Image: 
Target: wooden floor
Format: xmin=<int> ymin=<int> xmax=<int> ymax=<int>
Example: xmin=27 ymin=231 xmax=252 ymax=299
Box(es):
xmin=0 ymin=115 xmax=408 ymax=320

Goal
Convert every line of the items above into a JSON array of strings with one string per line, omitting any blank lines.

Task solution
[
  "Image: ",
  "Target: wooden floor",
  "Format: xmin=<int> ymin=<int> xmax=<int> ymax=<int>",
  "Example: xmin=27 ymin=231 xmax=252 ymax=299",
  "Box(es):",
  "xmin=0 ymin=115 xmax=408 ymax=320"
]